SELECTED EXTRACT section start
Schwartz: Since many people are not familiar with Huston’s Freud movie and Sartre’s even more obscure unproduced screenplay, is there a wish to revitalize an interest in a screen adaptation of Freud’s life that is more accurate and truer to the subject, like what was done in Spielberg’s Lincoln and in the chapter on A Dangerous Method?

Fuchsman: I was thinking less about a better Freud movie than in trying to make sense of how Freud’s inner struggles led to his great discoveries of the late 1890s. While John Huston’s movie smooths over some of Freud’s contradictions, Jean-Paul Sartre’s discarded screenplay for the movie illuminates the interpersonal dramas between Freud, Wilhelm Fliess, Martha Freud, and Josef Breuer in ways I had not seen before. Breuer was a physician/scientist, who was Freud’s mentor, Martha was Freud’s wife, and Fliess a charismatic Berlin physician with peculiar ideas with whom Freud shared his deepest thoughts in letters and face to face meetings.
SELECTED EXTRACT section end
WHAT TO PRODUCE
Reproduce the interview exchange about Freud on film word for word.
DATA EXTRACTS section start
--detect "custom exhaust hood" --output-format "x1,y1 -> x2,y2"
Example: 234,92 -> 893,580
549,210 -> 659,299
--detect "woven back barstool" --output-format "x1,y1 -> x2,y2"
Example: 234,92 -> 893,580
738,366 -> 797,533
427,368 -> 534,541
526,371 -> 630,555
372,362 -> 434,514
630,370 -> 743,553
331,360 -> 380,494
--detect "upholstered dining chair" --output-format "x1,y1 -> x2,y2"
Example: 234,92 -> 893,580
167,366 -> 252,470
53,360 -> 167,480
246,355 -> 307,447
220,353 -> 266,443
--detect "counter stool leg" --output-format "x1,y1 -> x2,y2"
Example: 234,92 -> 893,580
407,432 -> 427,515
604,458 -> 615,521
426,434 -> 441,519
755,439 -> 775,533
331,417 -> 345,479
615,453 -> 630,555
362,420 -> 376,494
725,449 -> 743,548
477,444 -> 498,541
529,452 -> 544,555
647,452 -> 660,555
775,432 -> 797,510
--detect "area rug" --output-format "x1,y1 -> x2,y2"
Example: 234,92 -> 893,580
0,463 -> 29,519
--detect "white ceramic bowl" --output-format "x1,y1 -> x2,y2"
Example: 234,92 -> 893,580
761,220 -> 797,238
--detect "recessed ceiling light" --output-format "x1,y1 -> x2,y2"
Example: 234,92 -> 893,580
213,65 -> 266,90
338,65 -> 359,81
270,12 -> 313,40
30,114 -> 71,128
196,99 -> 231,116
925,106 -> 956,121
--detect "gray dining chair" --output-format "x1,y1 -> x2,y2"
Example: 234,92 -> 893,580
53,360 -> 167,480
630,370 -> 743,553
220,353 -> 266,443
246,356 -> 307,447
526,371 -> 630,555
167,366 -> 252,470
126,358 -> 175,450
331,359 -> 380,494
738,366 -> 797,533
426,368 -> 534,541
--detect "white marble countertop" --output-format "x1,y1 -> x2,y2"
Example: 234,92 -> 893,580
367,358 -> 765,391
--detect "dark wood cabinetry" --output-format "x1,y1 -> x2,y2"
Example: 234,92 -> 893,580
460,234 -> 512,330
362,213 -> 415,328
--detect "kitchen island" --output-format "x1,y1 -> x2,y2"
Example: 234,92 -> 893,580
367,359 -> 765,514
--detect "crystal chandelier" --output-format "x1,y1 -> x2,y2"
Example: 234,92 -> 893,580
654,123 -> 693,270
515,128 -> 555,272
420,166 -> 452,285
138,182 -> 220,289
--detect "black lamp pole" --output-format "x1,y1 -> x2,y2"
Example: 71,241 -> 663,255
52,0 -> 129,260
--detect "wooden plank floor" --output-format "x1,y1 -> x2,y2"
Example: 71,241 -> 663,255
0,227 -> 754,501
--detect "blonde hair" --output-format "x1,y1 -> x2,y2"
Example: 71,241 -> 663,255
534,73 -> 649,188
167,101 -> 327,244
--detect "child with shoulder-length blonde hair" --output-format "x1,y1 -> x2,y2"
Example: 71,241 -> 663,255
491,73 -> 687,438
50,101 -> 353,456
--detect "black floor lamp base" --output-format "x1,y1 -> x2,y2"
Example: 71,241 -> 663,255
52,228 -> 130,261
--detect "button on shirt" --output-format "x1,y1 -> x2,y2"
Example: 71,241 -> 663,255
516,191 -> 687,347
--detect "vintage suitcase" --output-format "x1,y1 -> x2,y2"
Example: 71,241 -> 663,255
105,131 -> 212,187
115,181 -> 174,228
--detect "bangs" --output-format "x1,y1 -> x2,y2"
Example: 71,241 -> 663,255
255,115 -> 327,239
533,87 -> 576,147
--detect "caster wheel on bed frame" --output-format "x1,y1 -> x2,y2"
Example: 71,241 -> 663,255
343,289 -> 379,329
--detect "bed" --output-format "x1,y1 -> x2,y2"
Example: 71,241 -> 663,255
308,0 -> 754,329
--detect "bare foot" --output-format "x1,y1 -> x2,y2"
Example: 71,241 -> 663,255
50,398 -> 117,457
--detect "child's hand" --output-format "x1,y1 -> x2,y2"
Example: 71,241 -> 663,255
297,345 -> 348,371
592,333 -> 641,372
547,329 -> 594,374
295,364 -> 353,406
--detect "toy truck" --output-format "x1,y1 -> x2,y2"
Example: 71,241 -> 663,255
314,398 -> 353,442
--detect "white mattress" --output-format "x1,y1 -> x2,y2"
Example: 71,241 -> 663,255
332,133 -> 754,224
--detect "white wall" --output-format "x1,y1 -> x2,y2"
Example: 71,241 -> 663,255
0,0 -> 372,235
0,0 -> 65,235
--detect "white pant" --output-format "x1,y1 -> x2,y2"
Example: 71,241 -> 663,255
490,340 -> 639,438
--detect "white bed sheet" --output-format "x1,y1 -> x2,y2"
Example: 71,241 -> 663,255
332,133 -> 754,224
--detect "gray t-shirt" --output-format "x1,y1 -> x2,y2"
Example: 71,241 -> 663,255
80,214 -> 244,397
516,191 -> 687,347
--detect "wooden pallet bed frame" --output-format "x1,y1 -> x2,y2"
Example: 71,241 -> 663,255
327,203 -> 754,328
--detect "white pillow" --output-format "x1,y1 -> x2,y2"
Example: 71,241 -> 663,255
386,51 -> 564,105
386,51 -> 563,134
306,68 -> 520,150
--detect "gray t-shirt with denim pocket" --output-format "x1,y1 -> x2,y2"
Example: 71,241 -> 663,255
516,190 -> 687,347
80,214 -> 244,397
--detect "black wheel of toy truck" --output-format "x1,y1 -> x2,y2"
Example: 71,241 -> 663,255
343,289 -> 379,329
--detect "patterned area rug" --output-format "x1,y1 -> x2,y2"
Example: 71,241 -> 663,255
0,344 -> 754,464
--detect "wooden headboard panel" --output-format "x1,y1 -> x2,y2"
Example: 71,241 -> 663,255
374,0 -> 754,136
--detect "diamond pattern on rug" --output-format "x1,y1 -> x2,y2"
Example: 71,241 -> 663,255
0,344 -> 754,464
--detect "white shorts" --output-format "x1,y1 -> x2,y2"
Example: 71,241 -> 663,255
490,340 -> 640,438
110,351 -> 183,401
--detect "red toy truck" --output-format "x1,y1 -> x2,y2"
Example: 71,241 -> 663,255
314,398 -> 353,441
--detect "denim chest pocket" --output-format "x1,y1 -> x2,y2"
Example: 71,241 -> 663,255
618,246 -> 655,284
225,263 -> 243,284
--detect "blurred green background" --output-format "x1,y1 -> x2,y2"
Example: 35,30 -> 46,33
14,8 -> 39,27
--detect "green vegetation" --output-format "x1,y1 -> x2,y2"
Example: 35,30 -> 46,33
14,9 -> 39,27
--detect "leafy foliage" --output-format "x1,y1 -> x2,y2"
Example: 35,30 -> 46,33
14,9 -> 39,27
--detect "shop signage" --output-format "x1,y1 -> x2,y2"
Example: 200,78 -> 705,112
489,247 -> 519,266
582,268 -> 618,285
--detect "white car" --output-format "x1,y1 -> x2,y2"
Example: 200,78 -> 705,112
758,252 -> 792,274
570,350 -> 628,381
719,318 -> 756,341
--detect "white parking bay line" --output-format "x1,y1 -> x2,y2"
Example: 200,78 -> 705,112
DATA EXTRACTS section end
TASK OUTPUT
Schwartz: Since many people are not familiar with Huston’s Freud movie and Sartre’s even more obscure unproduced screenplay, is there a wish to revitalize an interest in a screen adaptation of Freud’s life that is more accurate and truer to the subject, like what was done in Spielberg’s Lincoln and in the chapter on A Dangerous Method?

Fuchsman: I was thinking less about a better Freud movie than in trying to make sense of how Freud’s inner struggles led to his great discoveries of the late 1890s. While John Huston’s movie smooths over some of Freud’s contradictions, Jean-Paul Sartre’s discarded screenplay for the movie illuminates the interpersonal dramas between Freud, Wilhelm Fliess, Martha Freud, and Josef Breuer in ways I had not seen before. Breuer was a physician/scientist, who was Freud’s mentor, Martha was Freud’s wife, and Fliess a charismatic Berlin physician with peculiar ideas with whom Freud shared his deepest thoughts in letters and face to face meetings.